The problem => Put the lines from the one with "Locate drawn sun." up to and including the one with "[13,619,308,948]" into a numbered list, leaving out any blank lines.

-- Begin Dataset records --

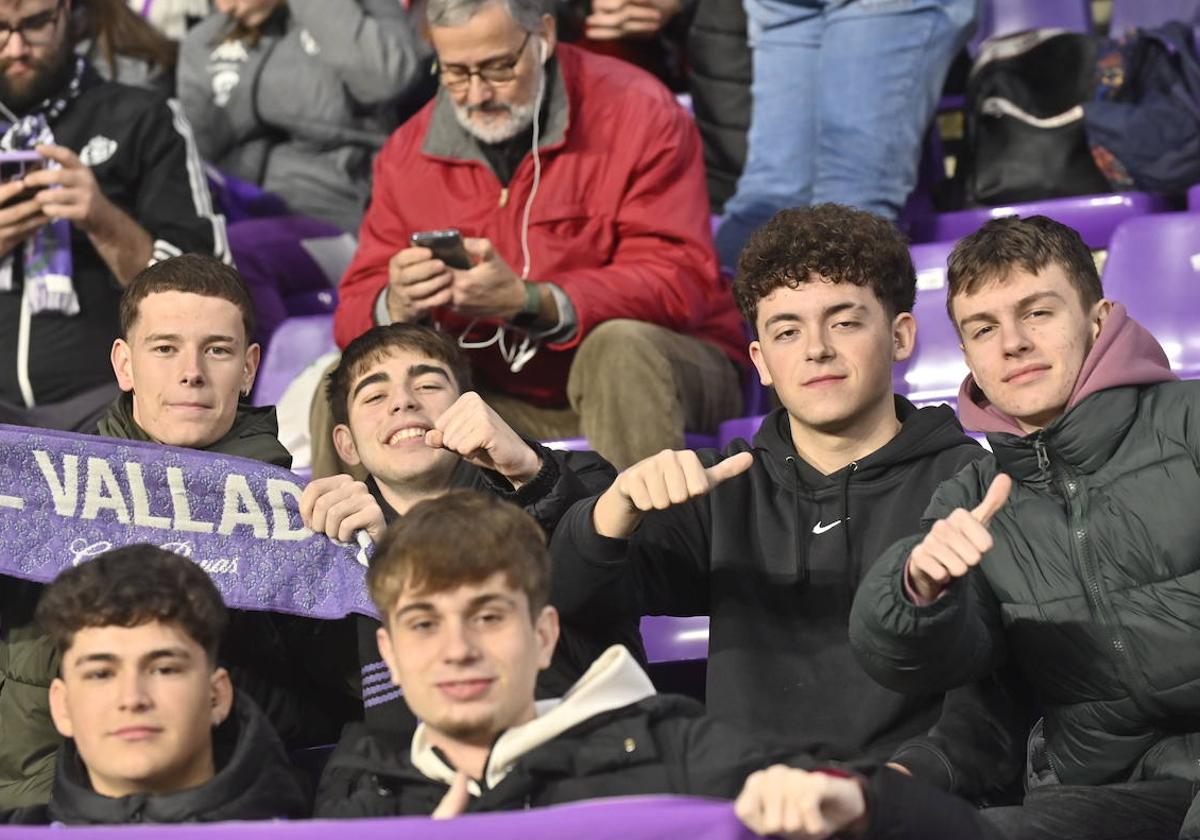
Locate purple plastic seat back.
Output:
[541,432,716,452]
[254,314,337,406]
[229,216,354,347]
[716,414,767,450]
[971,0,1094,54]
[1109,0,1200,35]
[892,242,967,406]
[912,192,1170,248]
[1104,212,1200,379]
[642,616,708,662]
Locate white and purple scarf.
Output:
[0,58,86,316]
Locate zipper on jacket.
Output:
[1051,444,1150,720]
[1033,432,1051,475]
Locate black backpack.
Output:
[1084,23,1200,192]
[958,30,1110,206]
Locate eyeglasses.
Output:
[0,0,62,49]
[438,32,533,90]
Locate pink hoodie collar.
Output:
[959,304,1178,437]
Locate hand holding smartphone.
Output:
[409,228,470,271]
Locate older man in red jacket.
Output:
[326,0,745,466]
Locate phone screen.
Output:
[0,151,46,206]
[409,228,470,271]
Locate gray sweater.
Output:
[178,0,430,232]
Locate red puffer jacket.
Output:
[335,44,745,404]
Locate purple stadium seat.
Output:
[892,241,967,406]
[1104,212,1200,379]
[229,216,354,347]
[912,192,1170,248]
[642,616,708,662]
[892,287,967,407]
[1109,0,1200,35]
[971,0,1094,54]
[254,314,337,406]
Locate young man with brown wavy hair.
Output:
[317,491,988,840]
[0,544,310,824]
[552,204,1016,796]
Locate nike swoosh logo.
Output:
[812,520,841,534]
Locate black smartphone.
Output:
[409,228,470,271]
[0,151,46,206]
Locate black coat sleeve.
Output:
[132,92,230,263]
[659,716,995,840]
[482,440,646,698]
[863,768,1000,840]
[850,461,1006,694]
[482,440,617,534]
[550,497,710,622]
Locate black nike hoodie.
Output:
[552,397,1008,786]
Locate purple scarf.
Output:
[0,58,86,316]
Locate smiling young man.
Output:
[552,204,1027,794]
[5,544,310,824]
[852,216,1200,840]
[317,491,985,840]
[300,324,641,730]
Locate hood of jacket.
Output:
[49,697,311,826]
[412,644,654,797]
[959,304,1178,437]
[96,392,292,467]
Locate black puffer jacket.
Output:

-- End Dataset records --
-- Begin Dataset records --

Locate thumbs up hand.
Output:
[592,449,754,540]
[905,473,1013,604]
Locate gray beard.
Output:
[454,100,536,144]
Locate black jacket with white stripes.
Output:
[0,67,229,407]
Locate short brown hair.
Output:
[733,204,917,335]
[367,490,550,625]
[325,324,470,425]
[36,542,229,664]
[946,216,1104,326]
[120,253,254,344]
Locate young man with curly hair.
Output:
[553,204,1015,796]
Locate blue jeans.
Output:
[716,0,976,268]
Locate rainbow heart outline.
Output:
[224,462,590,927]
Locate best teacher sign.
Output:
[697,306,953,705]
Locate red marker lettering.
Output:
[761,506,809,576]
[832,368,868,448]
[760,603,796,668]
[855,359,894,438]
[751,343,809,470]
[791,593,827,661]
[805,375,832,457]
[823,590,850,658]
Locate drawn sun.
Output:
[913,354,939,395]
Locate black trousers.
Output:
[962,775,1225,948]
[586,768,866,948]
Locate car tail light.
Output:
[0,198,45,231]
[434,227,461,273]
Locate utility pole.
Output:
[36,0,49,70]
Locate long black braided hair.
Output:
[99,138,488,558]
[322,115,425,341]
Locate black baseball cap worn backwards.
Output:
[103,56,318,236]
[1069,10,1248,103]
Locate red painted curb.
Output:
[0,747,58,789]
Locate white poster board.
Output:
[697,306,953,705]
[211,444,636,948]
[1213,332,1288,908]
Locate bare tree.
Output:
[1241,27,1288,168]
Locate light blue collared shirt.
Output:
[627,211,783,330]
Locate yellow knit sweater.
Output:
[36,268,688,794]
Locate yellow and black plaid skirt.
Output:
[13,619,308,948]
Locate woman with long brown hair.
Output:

-- End Dataset records --

Complete output =>
1. Locate drawn sun.
2. Output:
3. [913,354,939,395]
4. Locate black trousers.
5. Output:
6. [962,775,1225,948]
7. [586,768,866,948]
8. Locate car tail light.
9. Output:
10. [0,198,45,231]
11. [434,227,461,273]
12. Locate utility pole.
13. Output:
14. [36,0,49,70]
15. Locate long black braided hair.
16. Output:
17. [99,138,488,558]
18. [322,115,425,341]
19. Locate black baseball cap worn backwards.
20. Output:
21. [103,56,318,236]
22. [1069,10,1248,103]
23. Locate red painted curb.
24. Output:
25. [0,747,58,789]
26. Locate white poster board.
27. Output:
28. [697,306,953,705]
29. [211,444,636,948]
30. [1213,332,1288,908]
31. Locate bare tree.
32. Output:
33. [1241,27,1288,168]
34. Locate light blue collared shirt.
35. Output:
36. [627,211,783,330]
37. Locate yellow knit sweater.
38. Output:
39. [36,268,688,794]
40. Locate yellow and black plaid skirt.
41. Output:
42. [13,619,308,948]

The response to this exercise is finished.